» **EXERCISE PROMPT**:
In the entries below, count the lines that contain the word "athlete" and give only that number.

» **RECORDS SHOWN**:
# # # # #

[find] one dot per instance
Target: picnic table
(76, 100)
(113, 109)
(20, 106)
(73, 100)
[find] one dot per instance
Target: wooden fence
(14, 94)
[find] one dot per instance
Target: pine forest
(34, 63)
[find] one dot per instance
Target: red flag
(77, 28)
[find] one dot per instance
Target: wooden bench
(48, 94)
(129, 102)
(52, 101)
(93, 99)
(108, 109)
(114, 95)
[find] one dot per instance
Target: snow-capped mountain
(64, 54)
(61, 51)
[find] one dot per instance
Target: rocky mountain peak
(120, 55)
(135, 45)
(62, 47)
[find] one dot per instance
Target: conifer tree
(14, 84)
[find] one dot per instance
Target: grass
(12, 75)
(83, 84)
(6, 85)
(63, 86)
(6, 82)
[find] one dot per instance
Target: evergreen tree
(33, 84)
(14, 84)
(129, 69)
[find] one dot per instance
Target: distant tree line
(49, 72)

# # # # #

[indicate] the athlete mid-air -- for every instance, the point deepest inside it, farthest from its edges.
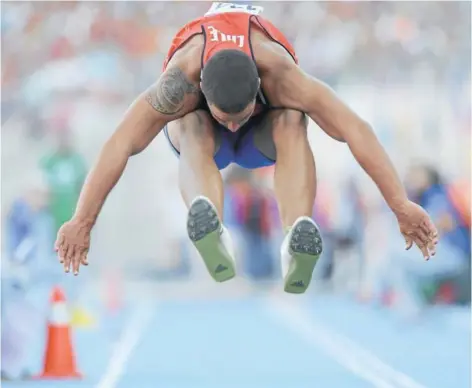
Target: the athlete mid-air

# # # # #

» **SOLUTION TO THIS PROBLEM**:
2